Location annotation dataset excerpts:
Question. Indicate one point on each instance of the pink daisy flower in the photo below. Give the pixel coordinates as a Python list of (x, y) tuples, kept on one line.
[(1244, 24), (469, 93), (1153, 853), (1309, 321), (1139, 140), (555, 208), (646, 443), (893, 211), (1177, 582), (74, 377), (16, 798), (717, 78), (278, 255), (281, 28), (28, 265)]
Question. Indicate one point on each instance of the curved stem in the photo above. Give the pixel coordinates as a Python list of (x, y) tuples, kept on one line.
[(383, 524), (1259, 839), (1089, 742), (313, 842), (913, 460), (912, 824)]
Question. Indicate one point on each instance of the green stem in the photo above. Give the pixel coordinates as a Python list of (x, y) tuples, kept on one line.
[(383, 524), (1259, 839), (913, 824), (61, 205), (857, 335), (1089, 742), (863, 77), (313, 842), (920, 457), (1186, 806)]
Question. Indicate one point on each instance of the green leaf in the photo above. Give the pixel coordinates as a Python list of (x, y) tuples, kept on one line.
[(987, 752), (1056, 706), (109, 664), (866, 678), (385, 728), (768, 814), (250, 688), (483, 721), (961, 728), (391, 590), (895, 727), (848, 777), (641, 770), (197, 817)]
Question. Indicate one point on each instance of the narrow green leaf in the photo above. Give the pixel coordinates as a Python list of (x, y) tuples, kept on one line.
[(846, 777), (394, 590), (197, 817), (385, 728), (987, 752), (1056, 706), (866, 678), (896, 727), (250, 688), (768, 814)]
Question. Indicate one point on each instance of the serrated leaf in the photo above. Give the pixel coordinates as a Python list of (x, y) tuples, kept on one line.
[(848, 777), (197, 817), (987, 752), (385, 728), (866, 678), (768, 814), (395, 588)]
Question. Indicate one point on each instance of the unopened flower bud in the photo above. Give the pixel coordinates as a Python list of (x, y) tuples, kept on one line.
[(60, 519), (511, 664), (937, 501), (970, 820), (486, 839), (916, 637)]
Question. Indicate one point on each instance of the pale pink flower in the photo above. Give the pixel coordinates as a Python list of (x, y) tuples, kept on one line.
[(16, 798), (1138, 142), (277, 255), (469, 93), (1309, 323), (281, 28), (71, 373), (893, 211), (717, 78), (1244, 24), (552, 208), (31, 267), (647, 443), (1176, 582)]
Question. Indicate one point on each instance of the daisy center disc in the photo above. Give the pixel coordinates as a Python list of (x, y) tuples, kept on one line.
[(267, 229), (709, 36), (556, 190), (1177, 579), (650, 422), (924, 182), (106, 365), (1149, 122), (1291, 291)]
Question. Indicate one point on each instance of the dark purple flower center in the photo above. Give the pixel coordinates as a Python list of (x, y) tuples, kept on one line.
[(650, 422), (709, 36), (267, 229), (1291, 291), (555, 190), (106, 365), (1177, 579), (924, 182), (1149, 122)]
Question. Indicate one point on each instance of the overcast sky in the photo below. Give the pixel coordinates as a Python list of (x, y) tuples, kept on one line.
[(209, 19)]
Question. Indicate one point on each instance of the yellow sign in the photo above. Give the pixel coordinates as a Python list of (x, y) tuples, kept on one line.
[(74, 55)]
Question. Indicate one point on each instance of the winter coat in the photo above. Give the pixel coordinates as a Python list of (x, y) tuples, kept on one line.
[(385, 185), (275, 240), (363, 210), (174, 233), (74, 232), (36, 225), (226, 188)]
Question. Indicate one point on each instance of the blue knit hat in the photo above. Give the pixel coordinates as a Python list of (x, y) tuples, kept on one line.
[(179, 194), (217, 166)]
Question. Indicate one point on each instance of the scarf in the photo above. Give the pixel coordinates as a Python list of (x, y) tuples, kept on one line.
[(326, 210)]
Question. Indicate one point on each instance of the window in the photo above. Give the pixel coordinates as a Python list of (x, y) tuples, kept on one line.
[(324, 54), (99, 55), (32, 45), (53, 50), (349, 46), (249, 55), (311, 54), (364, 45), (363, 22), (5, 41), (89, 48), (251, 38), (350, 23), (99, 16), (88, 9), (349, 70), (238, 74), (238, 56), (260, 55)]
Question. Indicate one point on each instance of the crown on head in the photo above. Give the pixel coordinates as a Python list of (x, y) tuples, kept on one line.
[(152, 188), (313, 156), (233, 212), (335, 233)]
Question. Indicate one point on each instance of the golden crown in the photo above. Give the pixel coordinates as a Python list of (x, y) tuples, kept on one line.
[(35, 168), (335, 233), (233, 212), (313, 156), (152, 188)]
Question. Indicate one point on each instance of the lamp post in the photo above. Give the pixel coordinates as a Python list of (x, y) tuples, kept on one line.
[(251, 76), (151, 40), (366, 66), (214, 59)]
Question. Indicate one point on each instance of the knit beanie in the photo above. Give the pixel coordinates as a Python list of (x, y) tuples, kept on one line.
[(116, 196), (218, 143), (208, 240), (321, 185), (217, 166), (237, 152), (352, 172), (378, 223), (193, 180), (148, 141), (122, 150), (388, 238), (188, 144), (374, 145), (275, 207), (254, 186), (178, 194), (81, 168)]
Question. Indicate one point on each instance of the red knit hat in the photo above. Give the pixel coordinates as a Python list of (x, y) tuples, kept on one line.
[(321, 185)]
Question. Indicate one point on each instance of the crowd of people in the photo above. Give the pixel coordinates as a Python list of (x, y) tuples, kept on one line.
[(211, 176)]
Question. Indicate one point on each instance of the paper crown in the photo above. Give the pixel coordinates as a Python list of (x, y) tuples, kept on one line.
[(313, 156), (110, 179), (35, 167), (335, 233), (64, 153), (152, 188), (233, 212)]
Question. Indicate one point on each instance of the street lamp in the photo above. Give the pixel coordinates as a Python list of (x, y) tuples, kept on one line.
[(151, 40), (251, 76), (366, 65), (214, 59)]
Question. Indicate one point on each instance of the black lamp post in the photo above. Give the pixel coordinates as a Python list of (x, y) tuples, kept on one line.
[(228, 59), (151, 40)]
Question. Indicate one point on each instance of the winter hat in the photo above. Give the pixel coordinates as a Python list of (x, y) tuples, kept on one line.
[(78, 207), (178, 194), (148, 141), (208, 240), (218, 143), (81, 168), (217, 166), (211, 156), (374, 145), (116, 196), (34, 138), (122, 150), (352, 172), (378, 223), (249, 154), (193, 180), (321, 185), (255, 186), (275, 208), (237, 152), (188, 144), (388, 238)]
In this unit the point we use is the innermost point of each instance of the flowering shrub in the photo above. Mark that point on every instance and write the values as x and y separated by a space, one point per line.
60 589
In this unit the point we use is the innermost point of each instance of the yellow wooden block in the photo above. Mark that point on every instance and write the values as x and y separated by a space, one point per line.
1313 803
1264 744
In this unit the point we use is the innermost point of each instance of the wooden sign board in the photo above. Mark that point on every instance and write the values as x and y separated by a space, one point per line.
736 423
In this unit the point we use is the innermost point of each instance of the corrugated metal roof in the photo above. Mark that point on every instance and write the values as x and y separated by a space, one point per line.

Given request: Reproduce the material exactly, with every line intact.

Expected output:
Question. Indicate one point on each instance of the pink daisy flower in the photo below. Give the pixel coordinates as a Python list of (x, y) tuples, kept on one line.
[(1244, 24), (469, 93), (1153, 853), (1309, 321), (1139, 140), (555, 208), (646, 443), (893, 211), (1177, 582), (74, 377), (16, 798), (717, 78), (278, 255), (281, 28), (28, 265)]
Question. Indicate one point on each instance of the curved stem in the photo above. Give the pixel coordinates as a Python list of (x, y) tuples, kept on one line.
[(383, 524), (1259, 839), (1089, 742), (313, 842), (913, 460), (912, 824)]
Question. Indicate one point on each instance of the green stem in the photo above. Give the pixel coordinates as a Python list of (x, y) tuples, kept on one line.
[(383, 524), (1259, 839), (913, 824), (61, 205), (857, 335), (1089, 742), (863, 77), (313, 842), (920, 457), (1186, 806)]
Question. Indicate one point on each instance of the green leaf in the photo above. Give the pixel coordinates as a Python list of (x, y) tuples, kept on one line.
[(987, 752), (1056, 706), (109, 664), (866, 678), (385, 728), (768, 814), (250, 688), (483, 721), (961, 728), (391, 590), (895, 727), (848, 777), (641, 770), (197, 817)]
Question. Indicate one point on each instance of the narrow green leaf in the photo above. Give the pixel coordinates as a Python list of (x, y) tuples, kept on one line.
[(846, 777), (394, 590), (197, 817), (385, 728), (987, 752), (1056, 706), (866, 678), (896, 727), (250, 688), (768, 814)]
Question. Indicate one point on each instance of the serrated leaf in the photo above. Give the pixel coordinates as a Python list of (x, y) tuples, kept on one line.
[(848, 777), (197, 817), (987, 752), (385, 728), (866, 678), (768, 814), (395, 588)]
Question. Indicate one point on each instance of the unopened flower bud in the photo above. Give the pixel coordinates as a Python list of (x, y) tuples, kept on one line.
[(60, 519), (511, 664), (937, 501), (970, 820), (486, 839), (916, 637)]
Question. Indicate one point on each instance of the pale pink flower in the photo above. Give the pixel coordinates as a Python list of (x, y) tuples, kept on one line.
[(16, 798), (1138, 142), (277, 255), (469, 93), (1309, 323), (281, 28), (71, 373), (893, 211), (717, 78), (1244, 24), (552, 208), (31, 267), (647, 443), (1176, 582)]
Question. Indicate one point on each instance of the daisy center disc in the photo above. Give the pixel coordinates as a Python list of (x, y) tuples, kept on one line.
[(267, 229), (709, 36), (556, 190), (1177, 579), (650, 422), (924, 182), (106, 365), (1149, 122), (1291, 291)]
Question. Indicate one point on each instance of the dark purple flower center in the photo above. Give the pixel coordinates as a Python list of (x, y) tuples, kept on one line.
[(650, 422), (709, 36), (267, 229), (1291, 291), (555, 190), (106, 365), (1177, 579), (924, 182), (1149, 122)]
Question. Indicate one point on each instance of the overcast sky in the photo below. Give the pixel coordinates as a Python list of (x, y) tuples, kept on one line.
[(209, 19)]
Question. Indicate one point on each instance of the yellow sign in the photo above. Give the pixel coordinates as a Python list of (x, y) tuples, kept on one line.
[(74, 55)]
Question. Indicate one point on each instance of the winter coat in the photo above. Give the pixel coordinates as a Python list of (x, y) tuples, kept on one line.
[(385, 185), (275, 240), (363, 210), (174, 233), (74, 232), (36, 225), (226, 188)]
Question. Indicate one point on each instance of the blue knit hat in the photo above. Give the pixel coordinates as a Python list of (x, y) tuples, kept on one line.
[(179, 194), (217, 166)]
Question. Indicate one point on each instance of the scarf in the photo above. Give the pixel coordinates as a Python list of (x, y) tuples, kept on one line.
[(326, 210)]
Question. Indicate one point on each instance of the window in the photo above. Give the pixel coordinates as a Python list of (x, y) tuples, kept on one line.
[(324, 54), (99, 55), (32, 45), (53, 50), (349, 46), (249, 55), (311, 54), (364, 45), (363, 22), (5, 41), (89, 48), (251, 38), (350, 23), (99, 16), (88, 9), (349, 70), (238, 74), (238, 56), (260, 55)]
Question. Indicate one point on each instance of the crown on head in the photo above. Give the pixel coordinates as a Python list of (x, y) tuples, kept on one line.
[(152, 188), (313, 156), (233, 212), (335, 233)]
Question. Indicate one point on each instance of the golden crown in the photo above. Give the pixel coordinates as a Python list of (x, y) tuples, kept on one line.
[(35, 168), (335, 233), (233, 212), (313, 156), (152, 188)]
Question. Indicate one point on each instance of the lamp post in the photo above. Give the pixel coordinates as a Python list of (x, y) tuples, kept on one line.
[(251, 76), (151, 40), (366, 66), (214, 59)]
Question. Indicate one point on each instance of the knit beanie in the photo above. Give the pixel coordinates as a Python list of (x, y) tuples, kept on one line.
[(116, 196), (218, 143), (208, 240), (321, 185), (217, 166), (237, 152), (352, 172), (378, 223), (193, 180), (148, 141), (122, 150), (388, 238), (188, 144), (374, 145), (275, 207), (254, 186), (178, 194), (81, 168)]
Question. Indicate one point on each instance of the red knit hat in the photo above. Give the pixel coordinates as a Python list of (x, y) tuples, kept on one line.
[(321, 185)]
Question. Indicate one point on each instance of the crowd of people in the photo above. Give the pixel coordinates as a Python list of (x, y) tuples, kept on one line.
[(211, 176)]
Question. Indicate one point on each instance of the paper crown in the photo above. Give the pixel coordinates as a Python list of (x, y) tuples, kept on one line.
[(313, 156), (110, 179), (35, 167), (335, 233), (64, 153), (152, 188), (233, 212)]
Question. Indicate one point on each instance of the street lamp in the photo above. Give the pixel coordinates as a Python list of (x, y) tuples, kept on one line.
[(151, 40), (251, 76), (366, 65), (214, 59)]
Question. Indicate one point on each instance of the black lamp post in the photo above. Give the pixel coordinates as a Python list of (x, y) tuples, kept on one line.
[(228, 59), (151, 40)]
Question. Indicate one point on each instance of the winter hat in the photo above. Give the pixel coordinates as a Python list of (x, y) tuples, kept on one line.
[(78, 207), (178, 194), (148, 141), (208, 240), (218, 143), (81, 168), (217, 166), (211, 156), (374, 145), (116, 196), (34, 138), (122, 150), (352, 172), (378, 223), (249, 154), (193, 180), (321, 185), (255, 186), (275, 208), (237, 152), (188, 144), (388, 238)]
In this unit the point we use is the innermost point of each instance of the flowering shrub in the photo above. Mark that point on every instance and write the values as x and y separated by a space, one point per line.
60 589
In this unit the point we use is the innermost point of each instance of the yellow wooden block in the photo above. Mark that point on every instance and write the values as x and y separated by a space, one point per line.
1313 803
1264 744
In this unit the point we use is the innermost point of each instance of the wooden sign board in the photo above. Mark that point on every instance and write the values as x and y separated by a space, one point per line.
736 423
In this unit the point we use is the innermost point of each instance of the corrugated metal roof in the photo above. Mark that point on every instance and write the values as x and y separated by a space, one point per line.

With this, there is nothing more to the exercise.